[START GIVEN DATA]

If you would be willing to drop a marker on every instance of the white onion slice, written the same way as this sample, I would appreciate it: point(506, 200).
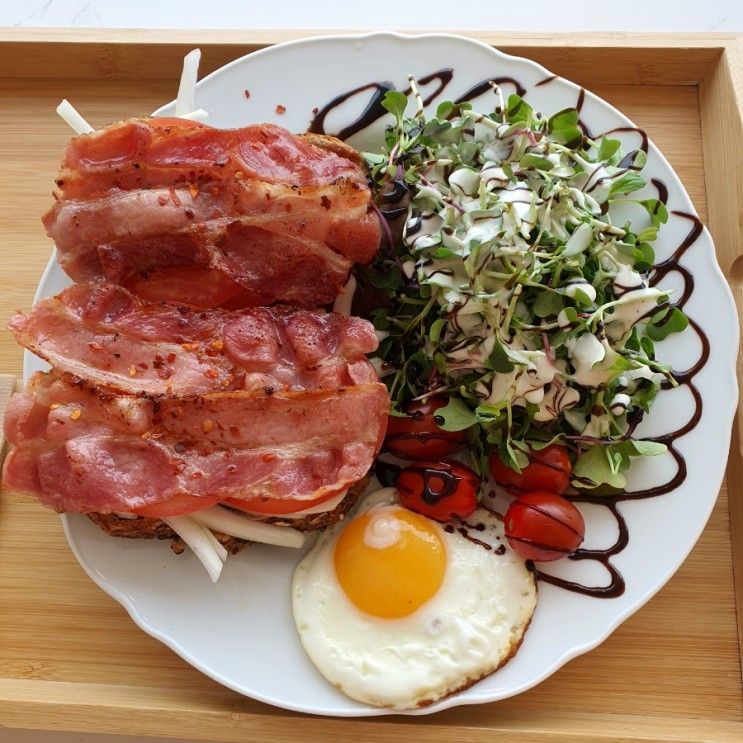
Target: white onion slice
point(185, 101)
point(198, 115)
point(243, 527)
point(218, 547)
point(194, 535)
point(72, 116)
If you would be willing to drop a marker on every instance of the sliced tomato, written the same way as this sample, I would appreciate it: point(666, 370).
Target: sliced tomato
point(548, 469)
point(275, 506)
point(178, 505)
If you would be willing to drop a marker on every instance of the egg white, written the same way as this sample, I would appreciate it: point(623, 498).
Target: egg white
point(468, 629)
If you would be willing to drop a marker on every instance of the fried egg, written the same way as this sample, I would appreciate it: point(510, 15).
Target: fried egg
point(398, 611)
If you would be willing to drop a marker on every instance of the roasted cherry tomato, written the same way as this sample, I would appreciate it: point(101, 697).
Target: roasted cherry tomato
point(418, 436)
point(548, 469)
point(544, 526)
point(178, 505)
point(439, 490)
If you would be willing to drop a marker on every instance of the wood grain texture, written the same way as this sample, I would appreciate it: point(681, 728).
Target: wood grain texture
point(618, 58)
point(721, 98)
point(70, 657)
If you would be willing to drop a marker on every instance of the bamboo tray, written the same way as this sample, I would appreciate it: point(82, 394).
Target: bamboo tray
point(71, 659)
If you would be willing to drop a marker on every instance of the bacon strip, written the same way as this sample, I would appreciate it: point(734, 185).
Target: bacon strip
point(264, 215)
point(76, 449)
point(103, 334)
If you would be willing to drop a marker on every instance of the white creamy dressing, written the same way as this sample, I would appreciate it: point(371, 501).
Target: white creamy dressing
point(329, 505)
point(629, 309)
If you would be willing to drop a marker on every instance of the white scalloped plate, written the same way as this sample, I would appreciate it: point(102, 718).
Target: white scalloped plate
point(240, 631)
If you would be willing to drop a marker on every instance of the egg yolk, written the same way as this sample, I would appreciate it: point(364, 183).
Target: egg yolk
point(390, 561)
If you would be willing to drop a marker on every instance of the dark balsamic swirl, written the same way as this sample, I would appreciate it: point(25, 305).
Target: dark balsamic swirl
point(387, 472)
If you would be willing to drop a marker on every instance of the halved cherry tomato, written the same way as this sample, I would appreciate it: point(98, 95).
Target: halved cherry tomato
point(274, 506)
point(418, 436)
point(544, 526)
point(178, 505)
point(439, 490)
point(548, 469)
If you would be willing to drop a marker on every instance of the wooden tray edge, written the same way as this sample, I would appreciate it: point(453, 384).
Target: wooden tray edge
point(721, 113)
point(674, 59)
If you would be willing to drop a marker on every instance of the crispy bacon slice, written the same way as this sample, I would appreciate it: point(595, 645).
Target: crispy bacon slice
point(77, 449)
point(266, 215)
point(103, 334)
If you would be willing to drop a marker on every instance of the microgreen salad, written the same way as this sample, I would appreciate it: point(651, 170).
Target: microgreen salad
point(511, 291)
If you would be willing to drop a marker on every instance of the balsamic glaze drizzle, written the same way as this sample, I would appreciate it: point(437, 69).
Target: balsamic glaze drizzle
point(387, 472)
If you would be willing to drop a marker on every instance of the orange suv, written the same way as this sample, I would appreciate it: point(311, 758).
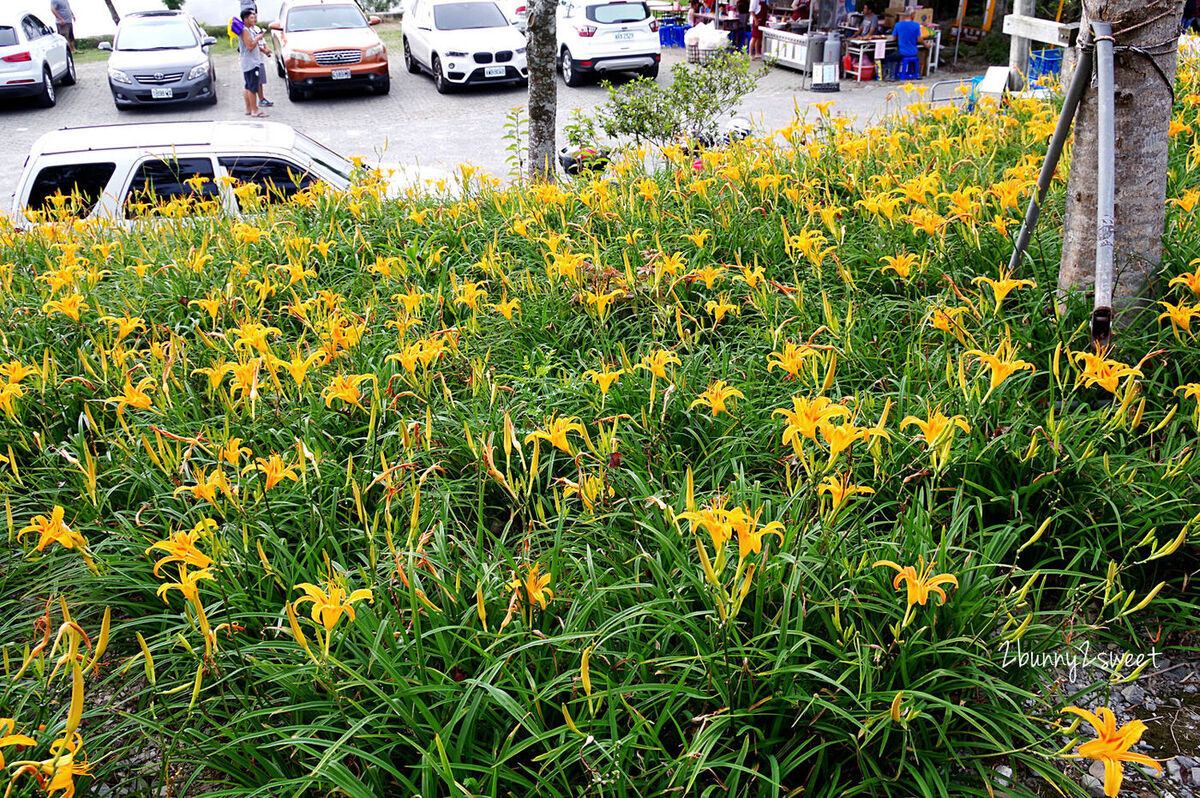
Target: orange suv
point(328, 45)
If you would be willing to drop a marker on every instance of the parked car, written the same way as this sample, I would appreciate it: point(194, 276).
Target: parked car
point(463, 42)
point(33, 59)
point(160, 58)
point(601, 37)
point(118, 172)
point(328, 45)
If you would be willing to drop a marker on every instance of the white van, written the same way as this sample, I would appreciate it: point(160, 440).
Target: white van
point(118, 169)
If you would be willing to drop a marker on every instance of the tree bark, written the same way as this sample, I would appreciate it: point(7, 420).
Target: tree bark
point(543, 43)
point(1143, 113)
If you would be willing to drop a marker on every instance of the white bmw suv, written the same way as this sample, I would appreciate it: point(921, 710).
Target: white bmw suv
point(33, 59)
point(463, 42)
point(599, 37)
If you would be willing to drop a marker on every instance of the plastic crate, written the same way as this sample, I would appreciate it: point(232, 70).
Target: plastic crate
point(697, 55)
point(1043, 63)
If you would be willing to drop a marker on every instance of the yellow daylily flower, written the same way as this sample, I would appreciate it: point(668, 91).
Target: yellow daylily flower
point(181, 547)
point(839, 489)
point(715, 397)
point(791, 359)
point(657, 363)
point(346, 388)
point(274, 469)
point(1101, 370)
point(331, 603)
point(556, 432)
point(534, 587)
point(1002, 363)
point(1003, 286)
point(605, 377)
point(1111, 745)
point(53, 531)
point(919, 580)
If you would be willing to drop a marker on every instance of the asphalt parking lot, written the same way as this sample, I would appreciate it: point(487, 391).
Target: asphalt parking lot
point(412, 125)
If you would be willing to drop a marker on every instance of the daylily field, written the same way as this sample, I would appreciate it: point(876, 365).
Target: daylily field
point(735, 478)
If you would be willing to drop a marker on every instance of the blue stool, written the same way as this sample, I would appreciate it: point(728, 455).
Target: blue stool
point(907, 69)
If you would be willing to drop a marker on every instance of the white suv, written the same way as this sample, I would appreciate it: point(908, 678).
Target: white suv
point(599, 37)
point(33, 59)
point(119, 172)
point(463, 42)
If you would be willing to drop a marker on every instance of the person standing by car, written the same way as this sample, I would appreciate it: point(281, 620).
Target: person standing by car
point(250, 59)
point(263, 102)
point(65, 21)
point(759, 12)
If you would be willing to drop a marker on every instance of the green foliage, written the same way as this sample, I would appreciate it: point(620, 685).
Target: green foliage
point(691, 106)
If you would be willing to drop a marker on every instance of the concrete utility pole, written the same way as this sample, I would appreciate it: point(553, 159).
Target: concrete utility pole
point(1019, 48)
point(1144, 83)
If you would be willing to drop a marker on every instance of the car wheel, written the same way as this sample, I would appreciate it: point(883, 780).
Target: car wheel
point(69, 77)
point(439, 79)
point(409, 61)
point(47, 97)
point(571, 76)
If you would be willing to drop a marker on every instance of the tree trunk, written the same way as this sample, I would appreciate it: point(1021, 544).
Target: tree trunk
point(1143, 113)
point(543, 42)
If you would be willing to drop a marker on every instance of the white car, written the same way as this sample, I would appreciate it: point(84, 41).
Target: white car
point(463, 42)
point(117, 172)
point(33, 59)
point(601, 37)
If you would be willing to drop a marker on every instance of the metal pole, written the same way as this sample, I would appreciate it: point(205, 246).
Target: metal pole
point(1079, 82)
point(1105, 187)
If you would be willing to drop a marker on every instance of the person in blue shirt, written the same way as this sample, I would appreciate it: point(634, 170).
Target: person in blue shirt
point(910, 39)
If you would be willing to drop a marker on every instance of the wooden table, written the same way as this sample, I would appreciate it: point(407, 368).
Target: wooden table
point(856, 48)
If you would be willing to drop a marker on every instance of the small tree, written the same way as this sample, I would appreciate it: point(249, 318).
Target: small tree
point(541, 39)
point(690, 107)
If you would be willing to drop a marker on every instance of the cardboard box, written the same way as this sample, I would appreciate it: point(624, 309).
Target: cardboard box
point(921, 15)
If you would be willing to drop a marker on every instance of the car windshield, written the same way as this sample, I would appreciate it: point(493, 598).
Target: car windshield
point(325, 157)
point(325, 18)
point(168, 34)
point(618, 12)
point(466, 16)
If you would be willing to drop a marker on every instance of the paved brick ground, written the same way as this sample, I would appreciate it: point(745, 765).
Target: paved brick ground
point(414, 124)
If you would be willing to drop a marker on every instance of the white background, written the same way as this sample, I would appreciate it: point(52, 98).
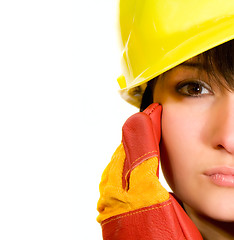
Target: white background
point(60, 115)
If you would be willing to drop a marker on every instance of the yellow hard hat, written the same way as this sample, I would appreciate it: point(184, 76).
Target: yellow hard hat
point(157, 35)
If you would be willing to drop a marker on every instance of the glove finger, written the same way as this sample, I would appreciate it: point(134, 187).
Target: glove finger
point(140, 139)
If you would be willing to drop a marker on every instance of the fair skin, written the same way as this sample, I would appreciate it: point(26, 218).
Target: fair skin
point(197, 149)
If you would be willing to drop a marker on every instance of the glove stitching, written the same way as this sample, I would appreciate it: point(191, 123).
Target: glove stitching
point(152, 109)
point(133, 213)
point(126, 175)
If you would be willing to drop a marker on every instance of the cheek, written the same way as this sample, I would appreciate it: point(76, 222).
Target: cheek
point(181, 143)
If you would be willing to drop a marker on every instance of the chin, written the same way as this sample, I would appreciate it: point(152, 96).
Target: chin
point(219, 209)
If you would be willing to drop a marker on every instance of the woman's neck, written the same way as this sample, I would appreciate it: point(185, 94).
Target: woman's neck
point(211, 229)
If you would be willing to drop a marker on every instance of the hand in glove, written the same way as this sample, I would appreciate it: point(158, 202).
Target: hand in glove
point(133, 204)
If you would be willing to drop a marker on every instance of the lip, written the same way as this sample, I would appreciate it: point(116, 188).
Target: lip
point(221, 176)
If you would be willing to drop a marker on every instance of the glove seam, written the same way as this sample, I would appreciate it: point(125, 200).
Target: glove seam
point(133, 213)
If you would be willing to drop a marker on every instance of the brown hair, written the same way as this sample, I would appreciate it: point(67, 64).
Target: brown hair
point(219, 59)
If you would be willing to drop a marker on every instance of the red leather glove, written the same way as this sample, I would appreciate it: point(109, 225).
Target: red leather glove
point(133, 204)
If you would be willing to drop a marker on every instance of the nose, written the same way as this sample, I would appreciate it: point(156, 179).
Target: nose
point(223, 124)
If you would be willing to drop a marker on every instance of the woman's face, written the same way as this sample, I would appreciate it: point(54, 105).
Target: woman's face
point(197, 147)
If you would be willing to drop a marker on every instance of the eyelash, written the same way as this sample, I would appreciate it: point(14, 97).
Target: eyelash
point(182, 87)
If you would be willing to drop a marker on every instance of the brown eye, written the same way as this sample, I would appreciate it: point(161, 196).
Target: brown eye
point(193, 88)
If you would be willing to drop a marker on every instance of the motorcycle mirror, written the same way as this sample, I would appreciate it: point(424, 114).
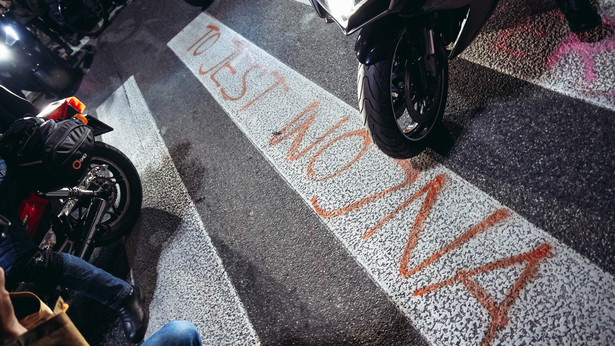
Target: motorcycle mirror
point(11, 35)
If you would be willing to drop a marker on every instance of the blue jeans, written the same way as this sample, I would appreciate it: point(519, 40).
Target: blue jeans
point(176, 333)
point(16, 249)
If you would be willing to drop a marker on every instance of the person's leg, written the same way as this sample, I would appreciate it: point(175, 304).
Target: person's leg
point(177, 333)
point(46, 269)
point(92, 282)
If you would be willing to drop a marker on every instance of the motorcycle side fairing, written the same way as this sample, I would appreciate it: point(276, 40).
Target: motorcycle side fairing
point(382, 25)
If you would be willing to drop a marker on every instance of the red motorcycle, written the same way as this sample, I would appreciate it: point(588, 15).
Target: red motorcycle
point(99, 208)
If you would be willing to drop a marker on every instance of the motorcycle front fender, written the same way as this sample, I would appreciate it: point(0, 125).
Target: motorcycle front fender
point(376, 41)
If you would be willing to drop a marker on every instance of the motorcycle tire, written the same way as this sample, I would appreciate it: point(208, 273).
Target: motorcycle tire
point(126, 206)
point(384, 89)
point(124, 201)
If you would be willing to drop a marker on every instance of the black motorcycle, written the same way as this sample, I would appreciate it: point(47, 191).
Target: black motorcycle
point(27, 64)
point(403, 49)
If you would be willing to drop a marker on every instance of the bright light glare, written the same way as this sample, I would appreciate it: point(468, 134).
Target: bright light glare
point(5, 53)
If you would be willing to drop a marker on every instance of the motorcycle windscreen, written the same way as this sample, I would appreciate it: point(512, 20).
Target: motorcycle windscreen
point(351, 15)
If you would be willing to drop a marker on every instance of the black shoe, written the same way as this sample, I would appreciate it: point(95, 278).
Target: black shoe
point(134, 317)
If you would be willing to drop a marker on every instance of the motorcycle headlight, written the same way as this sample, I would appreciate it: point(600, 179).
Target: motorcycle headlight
point(342, 10)
point(5, 52)
point(11, 35)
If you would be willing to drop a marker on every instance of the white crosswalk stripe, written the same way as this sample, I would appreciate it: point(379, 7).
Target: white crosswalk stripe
point(193, 274)
point(464, 268)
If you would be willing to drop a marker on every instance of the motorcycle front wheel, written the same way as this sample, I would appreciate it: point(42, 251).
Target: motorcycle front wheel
point(124, 192)
point(398, 109)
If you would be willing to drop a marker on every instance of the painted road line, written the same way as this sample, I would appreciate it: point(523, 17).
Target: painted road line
point(536, 45)
point(189, 274)
point(464, 268)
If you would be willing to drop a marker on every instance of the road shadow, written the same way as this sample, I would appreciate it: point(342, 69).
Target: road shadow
point(99, 324)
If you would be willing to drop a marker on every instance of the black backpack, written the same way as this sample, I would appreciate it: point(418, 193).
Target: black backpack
point(47, 154)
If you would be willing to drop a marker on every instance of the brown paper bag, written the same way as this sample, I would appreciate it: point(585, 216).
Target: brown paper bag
point(45, 327)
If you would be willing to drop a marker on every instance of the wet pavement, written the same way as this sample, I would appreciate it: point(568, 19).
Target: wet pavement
point(269, 217)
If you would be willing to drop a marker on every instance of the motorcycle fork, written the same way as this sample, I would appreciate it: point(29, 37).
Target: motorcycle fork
point(425, 64)
point(97, 209)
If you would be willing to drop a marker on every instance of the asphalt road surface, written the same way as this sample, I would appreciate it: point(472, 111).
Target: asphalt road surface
point(270, 218)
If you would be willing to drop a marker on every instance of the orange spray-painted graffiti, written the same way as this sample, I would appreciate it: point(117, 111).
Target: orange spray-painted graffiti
point(297, 130)
point(497, 311)
point(211, 38)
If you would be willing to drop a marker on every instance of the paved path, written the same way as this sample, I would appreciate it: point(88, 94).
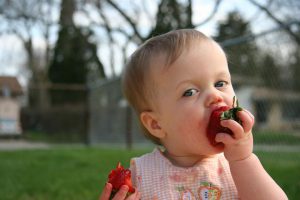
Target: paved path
point(10, 145)
point(6, 144)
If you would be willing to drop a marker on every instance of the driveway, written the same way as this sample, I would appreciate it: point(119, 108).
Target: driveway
point(13, 144)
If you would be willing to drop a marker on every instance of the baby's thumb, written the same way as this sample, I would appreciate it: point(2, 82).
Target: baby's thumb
point(225, 138)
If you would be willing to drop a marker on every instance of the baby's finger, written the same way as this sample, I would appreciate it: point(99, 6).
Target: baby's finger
point(225, 138)
point(247, 120)
point(235, 127)
point(121, 194)
point(106, 192)
point(134, 196)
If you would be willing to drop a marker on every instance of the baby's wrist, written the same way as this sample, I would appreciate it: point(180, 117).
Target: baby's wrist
point(239, 160)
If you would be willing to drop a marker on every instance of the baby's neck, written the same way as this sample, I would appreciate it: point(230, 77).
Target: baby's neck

[END GIVEN DATA]

WHAT IS ASKED:
Reproduce everything from the line containing "it: point(407, 368)." down to the line containing "point(690, 107)", swapping "small tree" for "young tree" and keeping everything else the same. Give only those lines.

FINAL RESULT:
If you would be willing to drop a marker on every instance of the wooden table, written the same way as this sample, I would appreciate it: point(407, 368).
Target: wooden table
point(856, 48)
If you would be willing to drop a marker on every instance of the young tree, written the same way as this sample, I would appreciate it: point(249, 318).
Target: young tree
point(541, 39)
point(690, 107)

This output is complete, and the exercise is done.